> _Selection_:
• • • • •

On 4/21/2014 8:32 PM, Ilya Zakharevich wrote:
On Mon, Apr 21, 2014 at 06:08:12PM -0700, Asmus Freytag wrote:
Here's the text I supplied, with numbers added for discussion. It
definitely needs some
editing, but the point of the exercise would be to see what:
1. A bracket pair is a pair of characters consisting of an opening
paired bracket and a closing paired bracket such that the
Bidi_Paired_Bracket property value of the former equals the
latter,
subject to the following constraints.
a - both characters of a pair occur in the same isolating run
sequence
b - the closing character of a pair follows the opening character
c - any bracket character can belong at most to one pair, the
earliest possible one
d - any bracket character not part of a pair is treated like an
ordinary character
e - pairs may nest properly, but their spans may not overlap
otherwise
2. Bracket characters with canonical decompositions are
supposed to be treated
as if they had been normalized, to allow normalized and
non-normalized text
to give the same result.
c) needs rewording, because it is not correct
The BD16 examples show
a ( b ) c ) d 2-4
a ( b ( c ) d 4-6
From that, it follows that it's not the earliest but the one with the smallest
span.
Sorry, I do not see any definition here. Just a collection of words
which looks like a definition, but only locally…
Thank you for the high praise. :?
Now you deleted language which I will restore here, put into a
reasonable order and complete the suggested
edit on "c"
d) brackets are resolved at the earliest opportunity, starting from the
beginning of the text.
c) if there are two possible ways to resolve a pair, the one spanning less text
is used.
f) unpaired bracket characters remaining inside a resolved bracket pair are
treated as
ordinary characters (get ignored for bracket matching purposes).
And I think I can even invent an example which I cannot parse using
your definition:
1( 2[ 3( 4] 5) 6)
Is looking-at-1 forcing match of 3-and-5? Or what?
Let's see what the text gives (before we improve it further).
1. - 1( or 3( could match 5) or 6) , 2[ could only match 4]
a. - we have only one isolating run, so this is a no-op
b. - all opening characters follow their putative closing characters, so
this is a no-op
d. - at location 5 is the earliest opportunity to match a pair
(before we get to 5 we don't have a opening and closing)
c. - we could match 1( or 3( but we use 3, because it spans less text
e. , f. - can probably combine these, but 4] is now inside a resolved
pair and is ignored.

• • • • •

(Data listing)
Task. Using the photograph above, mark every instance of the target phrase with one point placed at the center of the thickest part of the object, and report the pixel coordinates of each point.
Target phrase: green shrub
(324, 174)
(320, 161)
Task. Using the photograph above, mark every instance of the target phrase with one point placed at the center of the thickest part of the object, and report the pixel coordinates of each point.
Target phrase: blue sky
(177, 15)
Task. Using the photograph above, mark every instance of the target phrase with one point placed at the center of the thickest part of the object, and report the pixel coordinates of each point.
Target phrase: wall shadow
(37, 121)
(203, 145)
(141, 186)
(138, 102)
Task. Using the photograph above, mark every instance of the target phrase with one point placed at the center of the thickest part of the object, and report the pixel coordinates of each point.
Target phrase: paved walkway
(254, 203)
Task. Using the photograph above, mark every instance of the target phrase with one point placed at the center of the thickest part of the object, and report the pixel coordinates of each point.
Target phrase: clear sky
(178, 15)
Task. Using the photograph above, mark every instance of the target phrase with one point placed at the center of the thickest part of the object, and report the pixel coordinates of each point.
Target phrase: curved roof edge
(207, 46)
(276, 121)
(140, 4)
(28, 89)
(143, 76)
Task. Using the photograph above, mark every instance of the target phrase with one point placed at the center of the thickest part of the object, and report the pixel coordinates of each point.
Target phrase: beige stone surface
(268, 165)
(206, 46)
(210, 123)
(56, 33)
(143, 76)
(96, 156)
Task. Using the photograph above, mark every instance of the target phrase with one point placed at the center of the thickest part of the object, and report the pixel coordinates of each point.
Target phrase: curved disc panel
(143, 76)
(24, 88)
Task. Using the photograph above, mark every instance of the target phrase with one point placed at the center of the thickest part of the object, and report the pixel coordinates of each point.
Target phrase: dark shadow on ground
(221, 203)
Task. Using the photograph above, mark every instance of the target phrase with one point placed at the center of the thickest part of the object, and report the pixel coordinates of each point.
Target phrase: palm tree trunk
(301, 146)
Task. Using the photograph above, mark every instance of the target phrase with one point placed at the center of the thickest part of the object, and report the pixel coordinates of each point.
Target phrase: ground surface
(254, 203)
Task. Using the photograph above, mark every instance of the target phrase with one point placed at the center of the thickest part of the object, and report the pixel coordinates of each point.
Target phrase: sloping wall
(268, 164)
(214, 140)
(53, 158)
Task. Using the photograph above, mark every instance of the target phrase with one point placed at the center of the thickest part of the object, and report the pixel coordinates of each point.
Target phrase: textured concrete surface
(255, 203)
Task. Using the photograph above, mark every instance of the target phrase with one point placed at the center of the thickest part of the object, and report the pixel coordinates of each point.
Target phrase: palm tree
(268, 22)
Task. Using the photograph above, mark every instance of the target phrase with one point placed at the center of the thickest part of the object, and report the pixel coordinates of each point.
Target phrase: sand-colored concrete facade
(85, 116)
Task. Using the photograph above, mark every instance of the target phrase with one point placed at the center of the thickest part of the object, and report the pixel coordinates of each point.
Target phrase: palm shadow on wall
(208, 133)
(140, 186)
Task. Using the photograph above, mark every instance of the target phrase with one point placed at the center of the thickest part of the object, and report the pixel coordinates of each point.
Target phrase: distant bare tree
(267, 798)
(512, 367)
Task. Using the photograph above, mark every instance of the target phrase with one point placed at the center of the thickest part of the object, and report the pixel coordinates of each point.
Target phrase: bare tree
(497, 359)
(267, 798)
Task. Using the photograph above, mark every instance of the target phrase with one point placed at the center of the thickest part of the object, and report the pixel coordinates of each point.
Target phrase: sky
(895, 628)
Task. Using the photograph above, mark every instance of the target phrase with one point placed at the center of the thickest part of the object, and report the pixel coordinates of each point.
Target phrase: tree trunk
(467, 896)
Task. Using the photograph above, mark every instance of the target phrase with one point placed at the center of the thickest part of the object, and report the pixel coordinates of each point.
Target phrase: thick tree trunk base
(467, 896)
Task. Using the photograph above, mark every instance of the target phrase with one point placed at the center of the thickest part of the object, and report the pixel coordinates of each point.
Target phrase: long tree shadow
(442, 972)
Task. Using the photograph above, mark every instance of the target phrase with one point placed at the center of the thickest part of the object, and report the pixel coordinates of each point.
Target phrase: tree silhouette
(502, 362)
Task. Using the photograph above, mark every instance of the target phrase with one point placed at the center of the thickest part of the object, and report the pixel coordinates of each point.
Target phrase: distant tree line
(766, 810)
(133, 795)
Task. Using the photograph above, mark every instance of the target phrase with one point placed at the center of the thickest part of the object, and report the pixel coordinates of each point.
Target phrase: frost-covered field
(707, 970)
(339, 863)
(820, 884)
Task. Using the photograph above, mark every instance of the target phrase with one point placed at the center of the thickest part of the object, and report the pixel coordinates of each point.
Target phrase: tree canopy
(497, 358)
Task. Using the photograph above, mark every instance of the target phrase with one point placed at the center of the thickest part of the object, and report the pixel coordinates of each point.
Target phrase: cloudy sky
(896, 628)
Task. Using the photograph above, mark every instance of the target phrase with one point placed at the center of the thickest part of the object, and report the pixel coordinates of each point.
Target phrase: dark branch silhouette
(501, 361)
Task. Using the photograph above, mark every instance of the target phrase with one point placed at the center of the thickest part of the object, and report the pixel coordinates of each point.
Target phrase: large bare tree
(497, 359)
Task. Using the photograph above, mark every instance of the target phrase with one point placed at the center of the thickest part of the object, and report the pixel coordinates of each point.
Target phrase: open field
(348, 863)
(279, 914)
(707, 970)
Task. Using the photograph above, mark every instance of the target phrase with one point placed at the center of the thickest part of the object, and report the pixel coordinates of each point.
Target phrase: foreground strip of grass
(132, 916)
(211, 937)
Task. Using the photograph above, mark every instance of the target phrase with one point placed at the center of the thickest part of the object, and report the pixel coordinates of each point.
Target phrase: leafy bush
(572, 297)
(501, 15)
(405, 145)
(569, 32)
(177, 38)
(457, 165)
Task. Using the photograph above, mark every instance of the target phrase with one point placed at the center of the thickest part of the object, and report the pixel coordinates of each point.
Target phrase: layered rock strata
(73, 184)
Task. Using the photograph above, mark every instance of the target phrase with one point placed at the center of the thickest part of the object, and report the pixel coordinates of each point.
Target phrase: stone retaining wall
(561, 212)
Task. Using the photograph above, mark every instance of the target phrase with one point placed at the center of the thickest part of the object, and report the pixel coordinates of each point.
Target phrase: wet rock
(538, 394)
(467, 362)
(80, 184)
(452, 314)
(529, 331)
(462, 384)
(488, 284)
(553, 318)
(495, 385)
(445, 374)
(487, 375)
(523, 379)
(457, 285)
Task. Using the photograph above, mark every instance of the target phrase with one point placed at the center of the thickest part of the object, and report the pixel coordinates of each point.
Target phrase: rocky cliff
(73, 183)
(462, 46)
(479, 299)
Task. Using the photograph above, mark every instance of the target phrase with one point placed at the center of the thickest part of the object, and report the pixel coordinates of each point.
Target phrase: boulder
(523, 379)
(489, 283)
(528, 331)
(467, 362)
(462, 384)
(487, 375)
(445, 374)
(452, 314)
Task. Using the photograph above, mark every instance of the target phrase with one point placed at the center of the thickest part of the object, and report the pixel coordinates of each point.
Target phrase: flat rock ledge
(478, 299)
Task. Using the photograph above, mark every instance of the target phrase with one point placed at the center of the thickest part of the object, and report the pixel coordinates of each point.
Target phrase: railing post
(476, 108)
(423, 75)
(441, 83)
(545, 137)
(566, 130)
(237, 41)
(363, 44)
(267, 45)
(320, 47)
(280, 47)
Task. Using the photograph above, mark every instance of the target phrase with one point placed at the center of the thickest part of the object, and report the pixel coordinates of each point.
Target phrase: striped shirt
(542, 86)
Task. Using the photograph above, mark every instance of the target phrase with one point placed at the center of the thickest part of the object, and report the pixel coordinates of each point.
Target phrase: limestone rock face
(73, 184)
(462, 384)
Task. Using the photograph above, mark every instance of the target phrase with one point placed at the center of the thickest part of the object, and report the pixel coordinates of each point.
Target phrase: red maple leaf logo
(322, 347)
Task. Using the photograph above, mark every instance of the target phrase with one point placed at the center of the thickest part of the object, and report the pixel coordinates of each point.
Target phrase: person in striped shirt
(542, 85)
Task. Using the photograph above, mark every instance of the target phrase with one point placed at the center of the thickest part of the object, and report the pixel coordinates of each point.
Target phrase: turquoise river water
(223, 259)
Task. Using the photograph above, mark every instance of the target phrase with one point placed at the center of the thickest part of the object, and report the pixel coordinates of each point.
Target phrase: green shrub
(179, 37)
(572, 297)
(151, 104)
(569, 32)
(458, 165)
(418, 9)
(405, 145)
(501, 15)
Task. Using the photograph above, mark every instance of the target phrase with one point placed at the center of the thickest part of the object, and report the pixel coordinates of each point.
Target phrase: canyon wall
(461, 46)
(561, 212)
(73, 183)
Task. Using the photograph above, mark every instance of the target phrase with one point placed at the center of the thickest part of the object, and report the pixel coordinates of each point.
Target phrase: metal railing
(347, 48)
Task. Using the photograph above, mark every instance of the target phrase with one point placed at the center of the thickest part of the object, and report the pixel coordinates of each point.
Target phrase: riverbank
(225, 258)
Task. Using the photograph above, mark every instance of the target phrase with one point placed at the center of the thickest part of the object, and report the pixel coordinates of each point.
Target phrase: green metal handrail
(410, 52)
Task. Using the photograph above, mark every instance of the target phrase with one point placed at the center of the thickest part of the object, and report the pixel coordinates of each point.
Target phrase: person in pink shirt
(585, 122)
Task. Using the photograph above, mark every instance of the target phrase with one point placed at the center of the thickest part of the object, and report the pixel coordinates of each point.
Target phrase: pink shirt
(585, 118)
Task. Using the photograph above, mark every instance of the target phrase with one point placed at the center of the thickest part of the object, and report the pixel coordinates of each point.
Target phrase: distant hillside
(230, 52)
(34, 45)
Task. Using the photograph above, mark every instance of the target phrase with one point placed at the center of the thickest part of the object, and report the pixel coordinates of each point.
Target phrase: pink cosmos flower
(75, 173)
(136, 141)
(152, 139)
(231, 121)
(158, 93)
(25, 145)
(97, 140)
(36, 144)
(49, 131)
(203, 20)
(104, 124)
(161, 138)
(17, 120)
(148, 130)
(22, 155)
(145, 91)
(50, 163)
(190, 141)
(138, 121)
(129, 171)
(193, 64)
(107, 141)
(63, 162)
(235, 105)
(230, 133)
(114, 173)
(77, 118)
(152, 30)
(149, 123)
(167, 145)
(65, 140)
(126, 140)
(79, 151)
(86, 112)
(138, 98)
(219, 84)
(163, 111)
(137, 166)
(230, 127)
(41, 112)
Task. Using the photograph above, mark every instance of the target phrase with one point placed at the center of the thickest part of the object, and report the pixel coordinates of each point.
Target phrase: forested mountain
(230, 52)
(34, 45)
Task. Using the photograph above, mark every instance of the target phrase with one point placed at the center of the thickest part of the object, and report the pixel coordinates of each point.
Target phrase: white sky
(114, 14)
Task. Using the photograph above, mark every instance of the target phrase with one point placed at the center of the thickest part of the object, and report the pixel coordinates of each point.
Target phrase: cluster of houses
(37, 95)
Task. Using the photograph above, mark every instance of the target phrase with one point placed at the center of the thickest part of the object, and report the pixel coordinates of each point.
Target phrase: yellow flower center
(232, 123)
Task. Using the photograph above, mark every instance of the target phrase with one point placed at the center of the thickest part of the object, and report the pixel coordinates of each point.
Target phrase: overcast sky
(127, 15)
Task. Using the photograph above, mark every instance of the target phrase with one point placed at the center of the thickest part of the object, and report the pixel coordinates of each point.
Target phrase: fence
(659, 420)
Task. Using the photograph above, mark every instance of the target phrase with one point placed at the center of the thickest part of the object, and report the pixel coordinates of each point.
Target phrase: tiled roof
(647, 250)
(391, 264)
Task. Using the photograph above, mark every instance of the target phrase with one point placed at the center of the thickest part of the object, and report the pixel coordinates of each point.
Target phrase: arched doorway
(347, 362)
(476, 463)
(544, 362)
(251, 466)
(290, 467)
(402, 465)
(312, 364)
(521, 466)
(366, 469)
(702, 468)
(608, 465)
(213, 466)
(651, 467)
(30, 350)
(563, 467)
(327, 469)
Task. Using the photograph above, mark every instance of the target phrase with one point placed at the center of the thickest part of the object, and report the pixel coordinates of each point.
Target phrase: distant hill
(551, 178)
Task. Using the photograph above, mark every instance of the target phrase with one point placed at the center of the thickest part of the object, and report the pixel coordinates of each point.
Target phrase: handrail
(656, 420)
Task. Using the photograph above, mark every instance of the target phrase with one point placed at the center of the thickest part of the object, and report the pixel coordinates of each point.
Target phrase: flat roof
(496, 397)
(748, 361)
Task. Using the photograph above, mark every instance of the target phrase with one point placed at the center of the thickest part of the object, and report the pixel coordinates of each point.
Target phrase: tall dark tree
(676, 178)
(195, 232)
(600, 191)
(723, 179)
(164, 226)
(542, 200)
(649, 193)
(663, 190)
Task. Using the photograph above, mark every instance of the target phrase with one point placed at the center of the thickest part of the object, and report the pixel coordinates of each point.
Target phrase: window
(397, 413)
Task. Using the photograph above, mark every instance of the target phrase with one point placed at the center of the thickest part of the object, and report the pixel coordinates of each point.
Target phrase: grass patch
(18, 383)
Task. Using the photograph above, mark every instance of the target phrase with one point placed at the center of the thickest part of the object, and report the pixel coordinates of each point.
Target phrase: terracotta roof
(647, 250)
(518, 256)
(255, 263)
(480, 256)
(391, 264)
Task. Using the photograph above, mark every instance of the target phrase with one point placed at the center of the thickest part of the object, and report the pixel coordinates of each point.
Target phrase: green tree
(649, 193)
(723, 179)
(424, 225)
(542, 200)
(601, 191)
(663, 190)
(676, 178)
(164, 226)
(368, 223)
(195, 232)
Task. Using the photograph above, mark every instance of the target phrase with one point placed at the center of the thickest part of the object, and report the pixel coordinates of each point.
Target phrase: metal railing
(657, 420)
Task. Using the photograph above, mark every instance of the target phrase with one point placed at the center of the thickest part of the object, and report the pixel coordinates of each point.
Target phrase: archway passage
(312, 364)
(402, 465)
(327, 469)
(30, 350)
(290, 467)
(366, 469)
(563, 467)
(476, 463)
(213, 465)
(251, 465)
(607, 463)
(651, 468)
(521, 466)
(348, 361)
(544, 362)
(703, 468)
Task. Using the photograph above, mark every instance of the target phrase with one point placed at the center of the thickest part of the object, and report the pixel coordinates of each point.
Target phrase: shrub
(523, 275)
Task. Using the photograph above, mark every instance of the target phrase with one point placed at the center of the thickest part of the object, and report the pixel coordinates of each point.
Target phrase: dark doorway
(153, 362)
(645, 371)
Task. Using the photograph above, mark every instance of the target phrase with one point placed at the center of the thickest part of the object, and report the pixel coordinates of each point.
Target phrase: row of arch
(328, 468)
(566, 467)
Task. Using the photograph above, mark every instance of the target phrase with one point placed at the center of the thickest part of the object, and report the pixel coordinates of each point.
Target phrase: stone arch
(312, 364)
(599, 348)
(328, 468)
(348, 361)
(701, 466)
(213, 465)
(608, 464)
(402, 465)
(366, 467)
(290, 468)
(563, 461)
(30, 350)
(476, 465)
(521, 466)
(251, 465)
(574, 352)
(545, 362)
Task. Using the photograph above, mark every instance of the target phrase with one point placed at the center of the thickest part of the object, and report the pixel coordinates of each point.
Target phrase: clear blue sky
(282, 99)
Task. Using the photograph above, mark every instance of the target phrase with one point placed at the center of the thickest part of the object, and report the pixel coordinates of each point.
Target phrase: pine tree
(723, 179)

• • • • •

> _The problem_: In the bracket-pair discussion, list the constraints lettered a through e under point 1 of the supplied text.

> _Final result_:
a - both characters of a pair occur in the same isolating run sequence
b - the closing character of a pair follows the opening character
c - any bracket character can belong at most to one pair, the earliest possible one
d - any bracket character not part of a pair is treated like an ordinary character
e - pairs may nest properly, but their spans may not overlap otherwise